> [Work to complete]
a - Answer these questions about the chili con carne recipe, one per line:
(i) About how many adult-size portions does the recipe serve?
(ii) On what two appliances can the dish be made?
(iii) How much mild chilli powder should be used if the children don't like the heat?
b - List every ingredient in the bulleted list of the chili con carne recipe, with its quantity.

> [Text excerpt]
╔══

Jemmas Chilli con Carne
Super Tasty Chilli con Carne
This delicious classic dish can be a real family favourite so I hope you enjoy it. Packed with immune boosting onions and garlic, iron rich beef and kidney beans to help keep your fibre intake optimal, this dinner ticks lots of boxes on the health front. This recipe serves approx. 4 adult size portions but I say double it, and get 4 extra portions in the freezer to get you through the predicted cold spell in the coming weeks! You can make this either on your hob or slow-cooker. Serve with some avocado slices and steamed rice.
• 1 tbsp olive oil/steamed coconut oil (no coconut taste)
• 2 large red onions, finely sliced
• 4 cloves of crushed garlic
• 2 tbsp mild chilli powder – reduce to 1tbsp if the kiddies don’t like the heat!

╚══

> [Data records]
╔══

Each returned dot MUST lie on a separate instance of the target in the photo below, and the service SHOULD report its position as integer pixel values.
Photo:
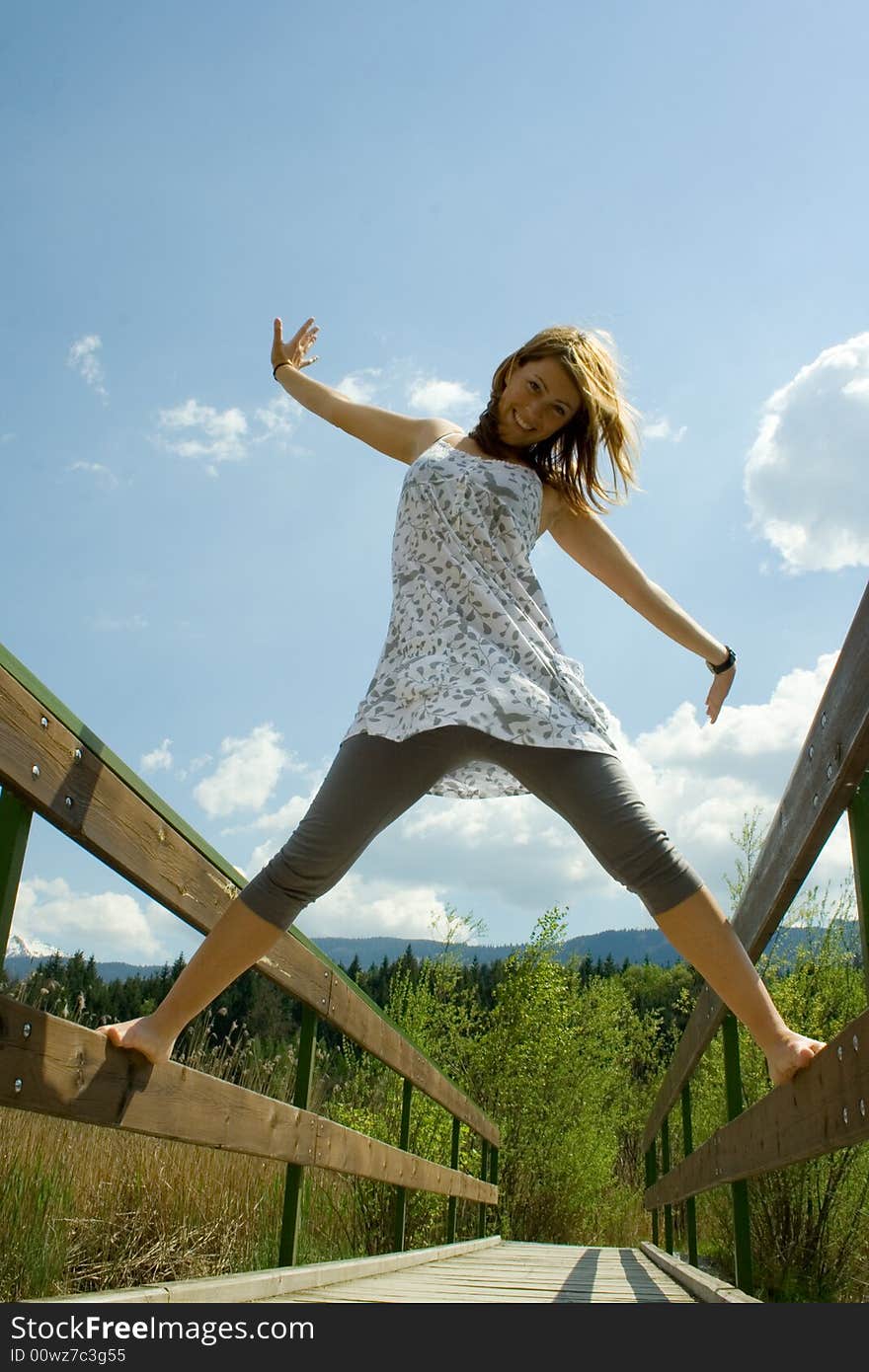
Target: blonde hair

╚══
╔══

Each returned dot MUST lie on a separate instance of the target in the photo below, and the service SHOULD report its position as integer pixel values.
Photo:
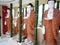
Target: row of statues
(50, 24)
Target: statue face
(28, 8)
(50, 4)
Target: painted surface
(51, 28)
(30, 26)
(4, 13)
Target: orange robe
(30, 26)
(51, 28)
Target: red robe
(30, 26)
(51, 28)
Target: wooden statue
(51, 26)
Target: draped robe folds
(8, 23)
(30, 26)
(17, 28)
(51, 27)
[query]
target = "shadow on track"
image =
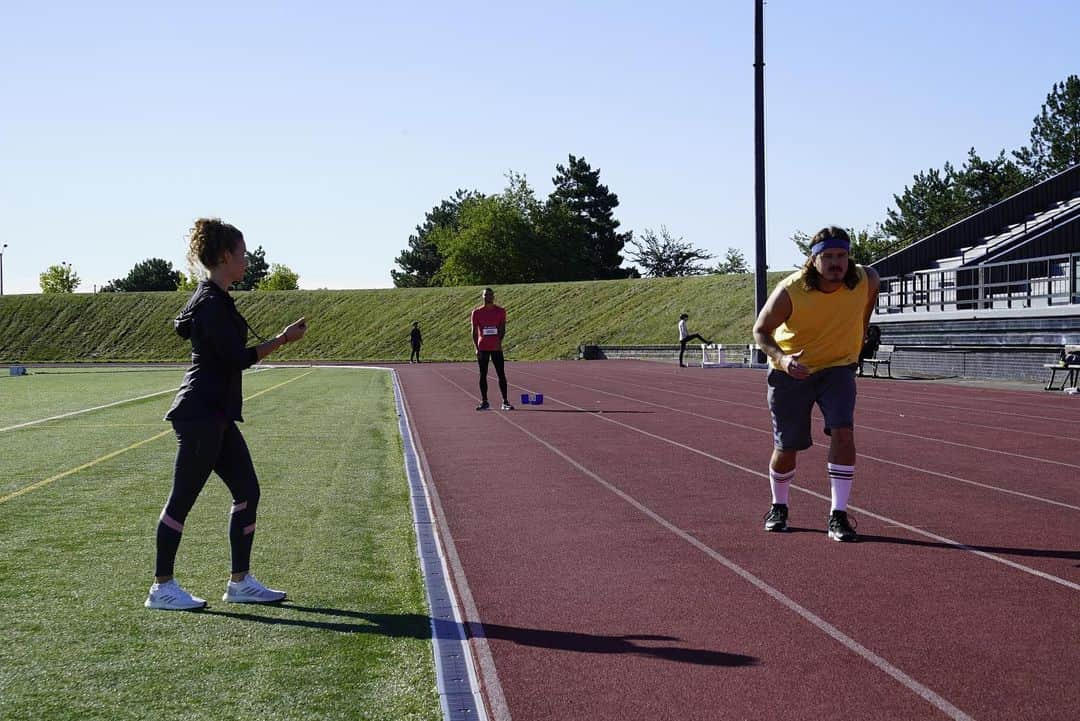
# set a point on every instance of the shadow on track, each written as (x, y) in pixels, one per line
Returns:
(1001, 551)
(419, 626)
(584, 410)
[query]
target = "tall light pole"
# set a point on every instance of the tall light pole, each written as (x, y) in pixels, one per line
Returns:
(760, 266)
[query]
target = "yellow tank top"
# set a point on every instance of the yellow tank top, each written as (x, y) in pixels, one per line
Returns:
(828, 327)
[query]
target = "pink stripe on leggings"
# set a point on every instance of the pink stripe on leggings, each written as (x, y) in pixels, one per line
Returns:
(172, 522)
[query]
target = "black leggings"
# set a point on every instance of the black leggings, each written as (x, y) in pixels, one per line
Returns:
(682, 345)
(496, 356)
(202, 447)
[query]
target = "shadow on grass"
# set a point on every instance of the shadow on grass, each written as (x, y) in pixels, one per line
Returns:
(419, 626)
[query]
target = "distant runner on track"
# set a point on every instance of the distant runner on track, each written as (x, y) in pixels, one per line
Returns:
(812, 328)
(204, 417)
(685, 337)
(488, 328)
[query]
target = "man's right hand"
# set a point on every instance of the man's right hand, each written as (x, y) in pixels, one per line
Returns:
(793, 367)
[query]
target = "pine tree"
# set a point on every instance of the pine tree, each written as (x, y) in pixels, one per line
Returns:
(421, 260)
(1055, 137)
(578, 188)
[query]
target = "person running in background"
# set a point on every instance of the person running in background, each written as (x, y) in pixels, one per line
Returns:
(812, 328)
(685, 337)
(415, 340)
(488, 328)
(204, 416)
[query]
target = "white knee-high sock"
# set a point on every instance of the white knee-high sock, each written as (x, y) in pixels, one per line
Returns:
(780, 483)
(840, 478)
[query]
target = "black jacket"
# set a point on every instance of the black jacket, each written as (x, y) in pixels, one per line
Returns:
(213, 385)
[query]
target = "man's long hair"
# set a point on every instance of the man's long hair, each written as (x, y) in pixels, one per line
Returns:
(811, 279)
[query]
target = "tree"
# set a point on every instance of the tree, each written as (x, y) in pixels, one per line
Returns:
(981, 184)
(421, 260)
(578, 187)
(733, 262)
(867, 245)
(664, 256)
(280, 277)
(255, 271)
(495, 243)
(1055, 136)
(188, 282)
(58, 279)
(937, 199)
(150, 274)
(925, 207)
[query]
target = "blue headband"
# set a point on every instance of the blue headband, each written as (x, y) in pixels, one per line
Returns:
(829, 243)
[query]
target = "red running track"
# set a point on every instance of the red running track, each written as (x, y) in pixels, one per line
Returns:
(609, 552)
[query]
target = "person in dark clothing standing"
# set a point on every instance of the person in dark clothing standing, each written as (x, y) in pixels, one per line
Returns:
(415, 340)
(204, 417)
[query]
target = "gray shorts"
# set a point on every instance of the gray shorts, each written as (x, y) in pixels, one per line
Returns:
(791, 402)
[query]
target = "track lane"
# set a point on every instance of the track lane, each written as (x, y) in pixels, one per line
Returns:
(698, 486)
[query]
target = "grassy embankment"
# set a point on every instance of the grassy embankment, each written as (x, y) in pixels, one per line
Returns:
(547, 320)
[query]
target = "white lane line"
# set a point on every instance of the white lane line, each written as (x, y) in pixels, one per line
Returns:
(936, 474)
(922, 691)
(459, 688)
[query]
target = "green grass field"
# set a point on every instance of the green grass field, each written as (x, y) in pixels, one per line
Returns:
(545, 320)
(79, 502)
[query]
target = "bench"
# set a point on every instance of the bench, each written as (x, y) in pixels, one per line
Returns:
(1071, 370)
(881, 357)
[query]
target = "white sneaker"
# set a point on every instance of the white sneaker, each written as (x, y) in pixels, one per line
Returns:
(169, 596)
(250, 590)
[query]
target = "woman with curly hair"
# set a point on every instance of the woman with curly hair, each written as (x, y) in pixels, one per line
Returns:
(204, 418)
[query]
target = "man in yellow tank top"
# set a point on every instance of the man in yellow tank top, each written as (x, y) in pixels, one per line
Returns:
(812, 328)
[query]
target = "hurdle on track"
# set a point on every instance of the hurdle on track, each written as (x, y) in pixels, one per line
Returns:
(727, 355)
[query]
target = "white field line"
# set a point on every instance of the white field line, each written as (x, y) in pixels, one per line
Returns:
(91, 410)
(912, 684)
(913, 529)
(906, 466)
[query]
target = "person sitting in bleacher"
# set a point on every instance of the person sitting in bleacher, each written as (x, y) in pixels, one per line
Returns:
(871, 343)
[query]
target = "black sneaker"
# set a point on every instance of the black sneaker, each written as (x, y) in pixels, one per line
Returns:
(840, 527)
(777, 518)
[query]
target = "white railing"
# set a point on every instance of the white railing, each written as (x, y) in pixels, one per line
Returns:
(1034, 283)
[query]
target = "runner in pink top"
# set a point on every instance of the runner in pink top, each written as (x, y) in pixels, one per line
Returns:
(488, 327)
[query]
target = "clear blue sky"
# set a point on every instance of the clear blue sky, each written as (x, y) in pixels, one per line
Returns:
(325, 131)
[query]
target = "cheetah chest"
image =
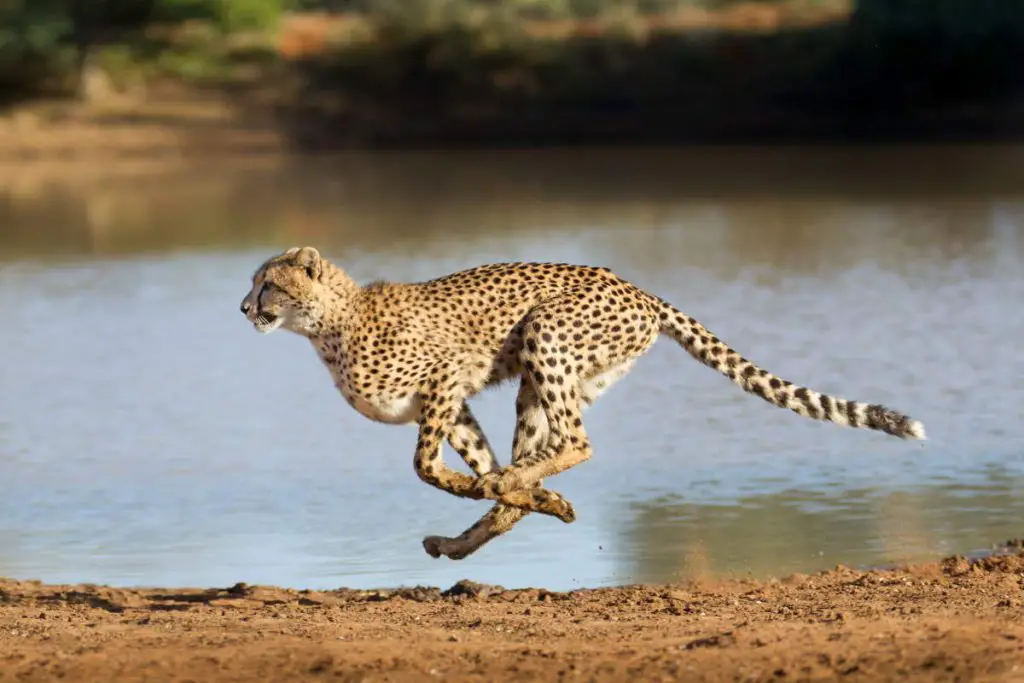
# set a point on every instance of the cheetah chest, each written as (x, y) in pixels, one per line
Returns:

╚══
╔══

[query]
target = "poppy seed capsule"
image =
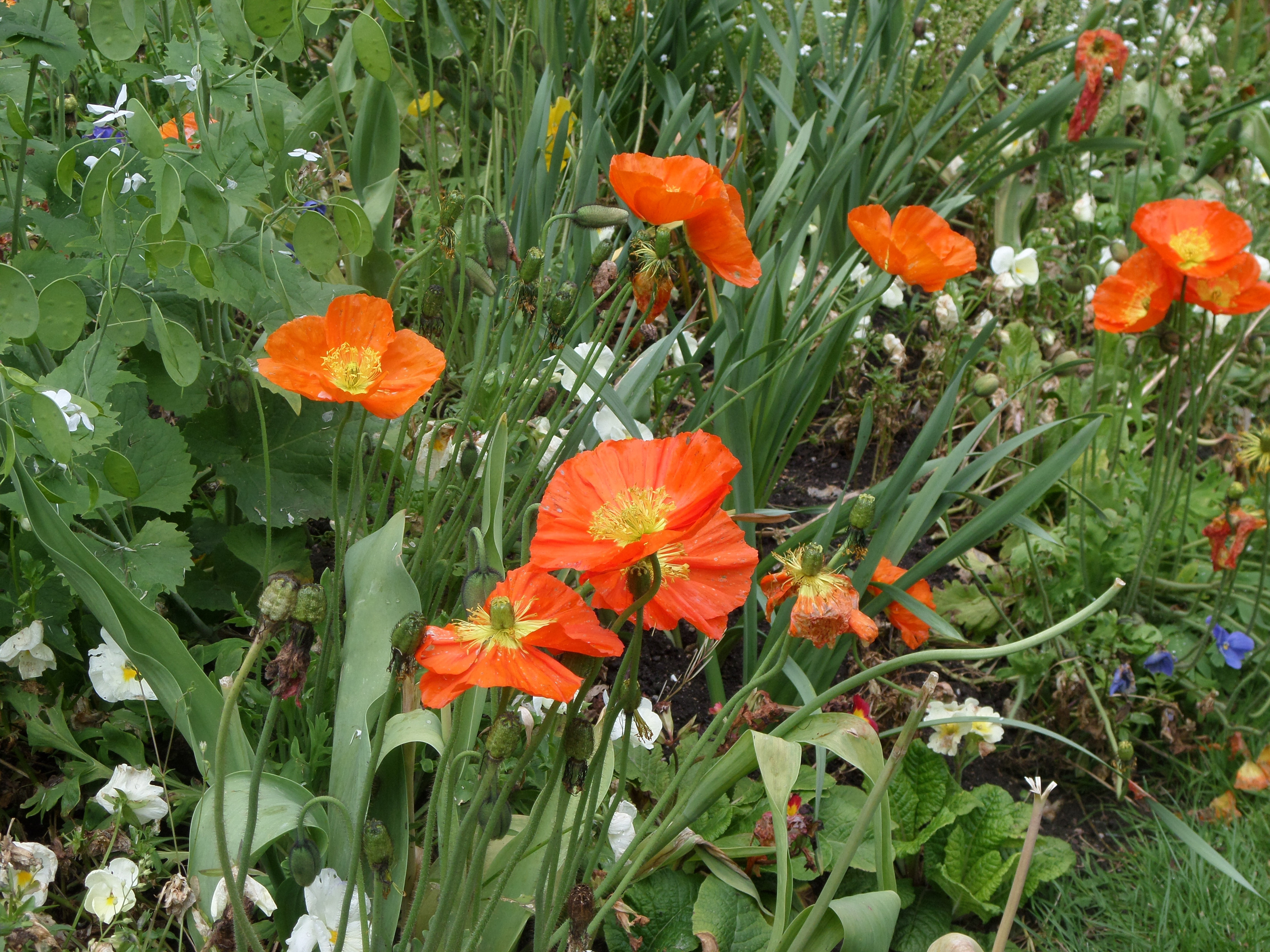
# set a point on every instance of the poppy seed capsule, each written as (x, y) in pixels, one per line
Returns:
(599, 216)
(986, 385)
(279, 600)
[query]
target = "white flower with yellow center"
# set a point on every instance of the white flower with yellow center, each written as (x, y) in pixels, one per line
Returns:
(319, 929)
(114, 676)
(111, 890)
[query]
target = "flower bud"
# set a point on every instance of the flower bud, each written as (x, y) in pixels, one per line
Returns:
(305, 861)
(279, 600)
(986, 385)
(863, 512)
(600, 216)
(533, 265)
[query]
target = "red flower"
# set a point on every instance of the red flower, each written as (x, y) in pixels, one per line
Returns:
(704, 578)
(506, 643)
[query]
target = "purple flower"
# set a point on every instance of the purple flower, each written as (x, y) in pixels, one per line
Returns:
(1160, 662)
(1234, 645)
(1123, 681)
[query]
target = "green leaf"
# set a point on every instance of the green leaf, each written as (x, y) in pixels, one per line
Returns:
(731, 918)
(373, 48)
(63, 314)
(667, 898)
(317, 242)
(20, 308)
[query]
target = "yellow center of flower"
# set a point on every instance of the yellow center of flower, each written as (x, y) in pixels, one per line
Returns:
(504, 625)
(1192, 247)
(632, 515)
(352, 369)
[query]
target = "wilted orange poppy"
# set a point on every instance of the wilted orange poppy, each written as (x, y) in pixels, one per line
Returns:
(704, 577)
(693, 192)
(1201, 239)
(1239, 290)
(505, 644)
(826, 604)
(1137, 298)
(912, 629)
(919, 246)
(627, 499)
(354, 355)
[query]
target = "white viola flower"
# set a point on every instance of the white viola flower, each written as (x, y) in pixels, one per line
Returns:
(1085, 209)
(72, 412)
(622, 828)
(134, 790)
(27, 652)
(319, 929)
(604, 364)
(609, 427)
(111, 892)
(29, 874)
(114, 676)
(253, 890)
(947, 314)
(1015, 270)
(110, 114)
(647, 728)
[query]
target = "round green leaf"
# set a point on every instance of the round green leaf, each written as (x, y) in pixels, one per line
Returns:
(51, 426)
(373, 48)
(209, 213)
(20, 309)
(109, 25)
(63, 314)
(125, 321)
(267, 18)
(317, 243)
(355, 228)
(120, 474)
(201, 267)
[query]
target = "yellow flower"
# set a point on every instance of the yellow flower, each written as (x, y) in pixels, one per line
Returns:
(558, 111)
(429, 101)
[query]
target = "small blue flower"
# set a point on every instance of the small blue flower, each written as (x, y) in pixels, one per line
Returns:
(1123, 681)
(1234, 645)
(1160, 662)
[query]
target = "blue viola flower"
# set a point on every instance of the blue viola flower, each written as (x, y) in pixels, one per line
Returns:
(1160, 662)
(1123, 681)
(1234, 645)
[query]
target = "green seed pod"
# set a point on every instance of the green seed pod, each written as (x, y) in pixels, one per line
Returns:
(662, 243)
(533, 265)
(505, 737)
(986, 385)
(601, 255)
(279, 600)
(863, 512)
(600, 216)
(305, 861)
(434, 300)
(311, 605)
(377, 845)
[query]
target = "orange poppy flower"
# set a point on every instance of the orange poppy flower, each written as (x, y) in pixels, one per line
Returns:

╚══

> [Solutions to the exercise]
a -
(i) Approximately 4 adult-size portions.
(ii) The hob or a slow-cooker.
(iii) 1 tbsp.

b -
- 1 tbsp olive oil/steamed coconut oil
- 2 large red onions, finely sliced
- 4 cloves of crushed garlic
- 2 tbsp mild chilli powder